# [Challenge A]
Rewrite the passage of the encoding discussion from "[Ffmpeg-devel] improving encoding" up to and including "detail and mud/blocking.", swapping "psnr" for "peak signal-to-noise ratio" each time it occurs.

# [Supplied text]
---------------

[Ffmpeg-devel] improving encoding (possibly big perceptual gains)

Mon Jan 2 19:56:59 CET 2006

On Mon, Jan 02, 2006 at 07:37:40PM +0100, Michael Niedermayer wrote:
> Hi
> 
> On Wed, Dec 28, 2005 at 04:09:32PM -0500, Rich Felker wrote:
> > with all the recent discussions over improving lavc, i've got some
> > ideas. mainly i'm worried that psnr is very misleading when trying to
> > improve motion estimation decisions since often a particular motion
> > vector will give better psnr but much worse actual quality due to loss
> > of small detail and mud/blocking.
> > 
> > because of this, i'd like to suggest that lavc be extended to measure
> > the 'uqi' (universal [image] quality index) proposed by the paper at
> > this site:
> > 
> > http://www.cns.nyu.edu/~zwang/files/research/quality_index/demo_lena.html
> > 
> > i think the images there speak for themselves regarding how stupid
> > psnr is as a judge of quality.
> > 
> > however, printing statistics isn't much use if you can't actually
> > improve encoding. so the main idea is too add a *cmp function to
> > measure the uqi and use this for motion estimation and optimal
> > quantization and qprd, etc. maybe also the ratecontrol engine itself.
> > this should do a much better job of telling when it's ok to use poor
> > quantization, zero ac coeffs, etc. and when it will look like shit
> > (like the last lena picture ;).
> 
> theres a problem with using this quality meassure for any decission,
> look at it, it pretty much ignores brightness changes, not only will

It doesn't. There are 3 factors: correlation, brightness, and
contrast. If you think the brightness and/or contrast are weighted too
low for use in encoding decisions you can apply an appropriate
exponent to them.

> that ignore flickering/blinking but if done per block brightness will
> be off per block this will not look good at all -> PSNR is still the
> better cmp function for these decissions, maybe it should be done in
> dct domain and different frequencies should be weighted differently
> maybe a closer to 0 error should be considered less wrong then a farther
> away from zero error ...

IMO this does not address the problem I'm talking about. A motion
block with correlaton perfect but brightness way off is still very
good since a single DC coefficient can encode the residue perfectly
and no detail will be lost. PSNR-based motion estimation will often
choose a solid or near-solid block when there's very little detail,
resulting in the same kinda ugliness that we've been seeing. (The
coefficients of the residue are very small and high-frequency so they
get quantized to 0..)

Rich

---------------

# [Exercise material]
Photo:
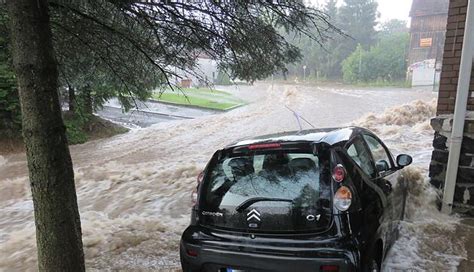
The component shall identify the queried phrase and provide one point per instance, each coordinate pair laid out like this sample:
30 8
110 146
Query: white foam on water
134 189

---------------

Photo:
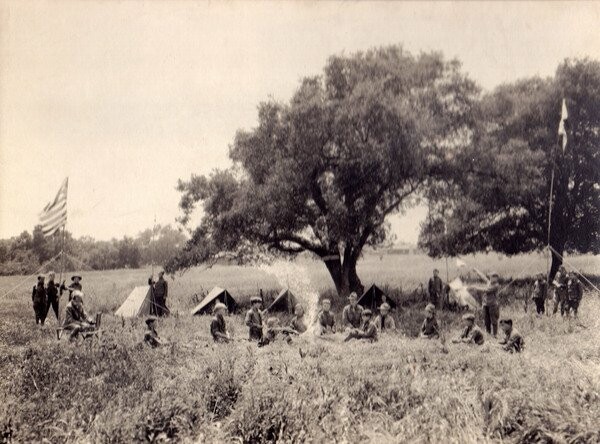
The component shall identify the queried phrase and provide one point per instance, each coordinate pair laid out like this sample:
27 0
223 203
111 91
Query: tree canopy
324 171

---------------

# [Challenge B]
Work out how many lines in the entries above contain the string "Query", treating case as significant. Reply with the number alone.

# [Expected answer A]
[Ffmpeg-devel] improving encoding (possibly big perceptual gains)

Mon Jan 2 19:56:59 CET 2006

On Mon, Jan 02, 2006 at 07:37:40PM +0100, Michael Niedermayer wrote:
> Hi
> 
> On Wed, Dec 28, 2005 at 04:09:32PM -0500, Rich Felker wrote:
> > with all the recent discussions over improving lavc, i've got some
> > ideas. mainly i'm worried that peak signal-to-noise ratio is very misleading when trying to
> > improve motion estimation decisions since often a particular motion
> > vector will give better peak signal-to-noise ratio but much worse actual quality due to loss
> > of small detail and mud/blocking.

# [Expected answer B]
2